Stated goal A: In the text about Diana Ross, why did Berry Gordy tell the Primettes to come back after graduation?
Stated goal B: Using the text about Diana Ross, decide whether each statement agrees with it: (i) Ross finished high school one semester earlier than her classmates. (ii) Mary Wilson was the member who completed the Primettes lineup. (iii) Smokey Robinson first met Ross when she was fifteen.

Diana Ross – Actress, singer
Diana Ross was born in Detroit, Michigan on March 26, 1944. The second-eldest child of Ernestine (née Moten) (January 27, 1916 – October 9, 1984), a schoolteacher, and Fred Ross, Sr. (July 4, 1920 – November 21, 2007), a former United States Army soldier, Ross would later say that she didn’t see much of her father until he had returned from service following World War II.
Ross and her family originally lived at Belmont Road in the North End section of Detroit, near Highland Park, Michigan, where she was neighbors with Smokey Robinson, who first met Ross when she was eight. Despite her early life as a “tomboy”, upon her teenage years, Ross had dreams of being a fashion designer. She studied design, millinery, pattern-making and seamstress skills while attending Cass Technical High School, a four-year college preparatory magnet school, in downtown Detroit. In her late teens, Ross worked at Hudson’s Department Store where, it was claimed in biographies, that she was the first black employee “allowed outside the kitchen”. Ross graduated in January 1962, one semester earlier than her classmates. Around this same time, Ross was turned on by the emerging rock and roll music scene, and her early influences included Frankie Lymon and Etta James.
At fifteen, Ross was brought to the attention of music impresario Milton Jenkins, manager of the local doo-wop group the Primes, by Mary Wilson. Paul Williams, then member of The Primes, convinced Jenkins to include Ross in the Primettes, considered a “sister group” of the Primes. Ross was part of a lineup that included Wilson,Florence Ballard and Betty McGlown, who completed the lineup. In 1960, following their win at a singing contest in Windsor, Ontario, Canada, the group auditioned for a spot on Motown Records after Smokey Robinson introduced the young group to Berry Gordy. Upon learning of their ages, Gordy advised them to come back after graduation. Undeterred, the quartet stayed around Motown’s Hitsville U.S.A. headquarters, offering to provide extra help for Motown’s recordings, often including hand-claps and background vocals.

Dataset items
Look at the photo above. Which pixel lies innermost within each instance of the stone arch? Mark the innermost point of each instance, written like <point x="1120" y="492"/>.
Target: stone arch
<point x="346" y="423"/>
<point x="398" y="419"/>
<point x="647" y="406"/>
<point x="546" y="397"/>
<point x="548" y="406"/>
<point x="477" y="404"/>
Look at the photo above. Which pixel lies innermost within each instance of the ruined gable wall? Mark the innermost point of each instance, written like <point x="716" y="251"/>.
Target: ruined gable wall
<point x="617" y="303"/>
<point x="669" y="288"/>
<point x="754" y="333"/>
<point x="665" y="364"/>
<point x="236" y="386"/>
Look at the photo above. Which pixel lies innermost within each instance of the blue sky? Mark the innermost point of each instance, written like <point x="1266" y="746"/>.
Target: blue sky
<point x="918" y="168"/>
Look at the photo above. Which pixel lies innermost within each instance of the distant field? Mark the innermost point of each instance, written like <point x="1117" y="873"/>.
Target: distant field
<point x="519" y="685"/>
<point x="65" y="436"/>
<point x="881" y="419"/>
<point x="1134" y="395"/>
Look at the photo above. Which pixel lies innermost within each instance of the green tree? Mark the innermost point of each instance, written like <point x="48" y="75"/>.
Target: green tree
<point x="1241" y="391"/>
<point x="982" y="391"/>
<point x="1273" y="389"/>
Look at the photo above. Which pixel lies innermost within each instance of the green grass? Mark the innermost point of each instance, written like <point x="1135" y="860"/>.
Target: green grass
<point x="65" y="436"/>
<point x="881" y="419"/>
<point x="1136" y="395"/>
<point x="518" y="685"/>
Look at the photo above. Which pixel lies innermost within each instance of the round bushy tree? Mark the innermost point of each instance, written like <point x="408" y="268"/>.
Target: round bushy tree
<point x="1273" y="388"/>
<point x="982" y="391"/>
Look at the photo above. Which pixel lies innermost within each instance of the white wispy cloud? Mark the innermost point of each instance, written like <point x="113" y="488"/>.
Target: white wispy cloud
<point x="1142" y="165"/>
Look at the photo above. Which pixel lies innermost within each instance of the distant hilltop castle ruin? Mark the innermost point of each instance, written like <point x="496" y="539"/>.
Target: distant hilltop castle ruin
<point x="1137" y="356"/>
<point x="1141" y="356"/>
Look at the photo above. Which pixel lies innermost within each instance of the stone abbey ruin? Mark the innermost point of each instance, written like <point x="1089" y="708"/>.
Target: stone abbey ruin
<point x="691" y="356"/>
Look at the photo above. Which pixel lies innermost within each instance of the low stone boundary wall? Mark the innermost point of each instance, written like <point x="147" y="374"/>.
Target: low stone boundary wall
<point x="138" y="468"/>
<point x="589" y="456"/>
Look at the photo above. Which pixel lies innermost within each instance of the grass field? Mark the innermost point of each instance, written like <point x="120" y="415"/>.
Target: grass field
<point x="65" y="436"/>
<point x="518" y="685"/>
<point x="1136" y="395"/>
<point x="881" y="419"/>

Reply A: Gordy gave this advice after he learned the group members' ages. They were a young group, introduced to him by Smokey Robinson, and had not yet graduated.

Reply B:
(i) Yes: "Ross graduated in January 1962, one semester earlier than her classmates."
(ii) No: "Betty McGlown, who completed the lineup."
(iii) No: "who first met Ross when she was eight."